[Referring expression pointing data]
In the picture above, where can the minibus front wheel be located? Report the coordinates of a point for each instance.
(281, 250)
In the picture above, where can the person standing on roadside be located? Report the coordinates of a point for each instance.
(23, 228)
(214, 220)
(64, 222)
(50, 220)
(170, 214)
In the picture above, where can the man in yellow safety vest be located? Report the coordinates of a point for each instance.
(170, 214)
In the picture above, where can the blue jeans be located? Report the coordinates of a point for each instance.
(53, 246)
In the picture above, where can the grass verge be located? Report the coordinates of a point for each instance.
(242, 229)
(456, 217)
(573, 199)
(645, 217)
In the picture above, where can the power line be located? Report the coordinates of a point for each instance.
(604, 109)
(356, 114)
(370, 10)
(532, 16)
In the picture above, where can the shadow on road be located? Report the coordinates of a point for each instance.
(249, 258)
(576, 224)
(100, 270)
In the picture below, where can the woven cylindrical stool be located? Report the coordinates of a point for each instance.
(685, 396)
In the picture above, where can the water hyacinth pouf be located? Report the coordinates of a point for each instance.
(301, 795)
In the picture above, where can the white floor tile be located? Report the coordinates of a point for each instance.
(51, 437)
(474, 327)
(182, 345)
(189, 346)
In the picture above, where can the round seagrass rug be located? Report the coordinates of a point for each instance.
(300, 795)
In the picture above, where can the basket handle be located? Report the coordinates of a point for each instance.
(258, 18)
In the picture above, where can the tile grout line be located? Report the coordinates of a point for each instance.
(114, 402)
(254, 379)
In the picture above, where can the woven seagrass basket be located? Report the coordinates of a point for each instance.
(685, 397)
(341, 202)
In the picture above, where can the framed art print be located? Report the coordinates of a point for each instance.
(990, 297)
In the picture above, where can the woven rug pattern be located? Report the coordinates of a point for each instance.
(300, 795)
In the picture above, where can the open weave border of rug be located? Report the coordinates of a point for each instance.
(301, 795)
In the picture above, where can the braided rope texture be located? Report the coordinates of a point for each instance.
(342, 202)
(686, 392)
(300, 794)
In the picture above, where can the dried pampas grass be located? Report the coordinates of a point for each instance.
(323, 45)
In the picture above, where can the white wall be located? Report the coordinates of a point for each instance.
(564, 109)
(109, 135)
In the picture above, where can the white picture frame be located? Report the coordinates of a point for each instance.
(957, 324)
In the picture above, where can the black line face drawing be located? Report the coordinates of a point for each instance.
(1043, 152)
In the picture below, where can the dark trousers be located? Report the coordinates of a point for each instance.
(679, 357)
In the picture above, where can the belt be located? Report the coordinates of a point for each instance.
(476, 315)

## PROBLEM DETAILS
Every line of the data should be copied exactly.

## TASK OUTPUT
In the picture above, where can the minibus front wheel be located? Report the coordinates of a point for each instance.
(281, 250)
In the picture above, where can the person standing on roadside be located? Report the coordinates of a point for each instance.
(23, 228)
(214, 220)
(64, 222)
(50, 220)
(170, 214)
In the picture above, where can the man in yellow safety vest be located? Report the coordinates of a point for each instance.
(170, 214)
In the picture above, where can the blue jeans be located? Report the coordinates of a point for each instance.
(53, 246)
In the picture above, where can the grass verge be located? Report the coordinates of a point for each instance.
(242, 229)
(456, 217)
(573, 199)
(645, 217)
In the picture above, where can the power line be located? Report the coordinates of a point for each instance.
(604, 109)
(356, 114)
(370, 10)
(532, 16)
In the picture above, where can the shadow on road be located? Report the coordinates of a point for each instance.
(249, 258)
(576, 224)
(100, 270)
In the picture below, where can the woven cylindrical stool be located? Report the coordinates of a point for each instance.
(685, 396)
In the picture above, where can the water hyacinth pouf be located? Report the coordinates of a point for each instance.
(301, 795)
In the picture above, where can the white floor tile be located? Report the coordinates of a point for each instance.
(51, 437)
(474, 327)
(182, 345)
(189, 346)
In the picture above, where can the round seagrass rug be located? Report the coordinates of a point for each instance.
(300, 795)
In the picture above, where can the basket handle be located? Report the coordinates of a point for each instance.
(258, 18)
In the picture above, where can the tile grout line be located? Report the coordinates of a point for each instance.
(114, 402)
(254, 379)
In the picture above, where can the woven seagrass basket be located? Report the coordinates of a point for each instance.
(685, 397)
(341, 202)
In the picture above, where can the framed art print be located? Report the coordinates of a point for each instance.
(990, 297)
In the picture above, where can the woven rug pattern be located? Report the coordinates of a point for each instance.
(300, 795)
In the picture above, where can the open weave border of rug be located? Report the coordinates of a point for each instance.
(301, 795)
In the picture above, where can the braided rope texture be located? Report the coordinates of a point for each instance.
(342, 202)
(686, 392)
(300, 794)
In the picture above, where can the dried pampas grass be located? Report the coordinates of a point for each instance.
(323, 45)
In the picture above, where can the white wall be located? Report the coordinates of a point for each instance.
(564, 109)
(109, 135)
In the picture above, where can the white picture frame be located? Report the coordinates of a point for each instance.
(957, 324)
In the picture above, where can the black line face drawing be located? Report the coordinates of a point for each instance.
(1043, 152)
In the picture below, where can the dark trousers be located? Report the coordinates of a point for each instance.
(679, 357)
In the picture above, where can the belt be located? Report the coordinates of a point for each instance.
(476, 315)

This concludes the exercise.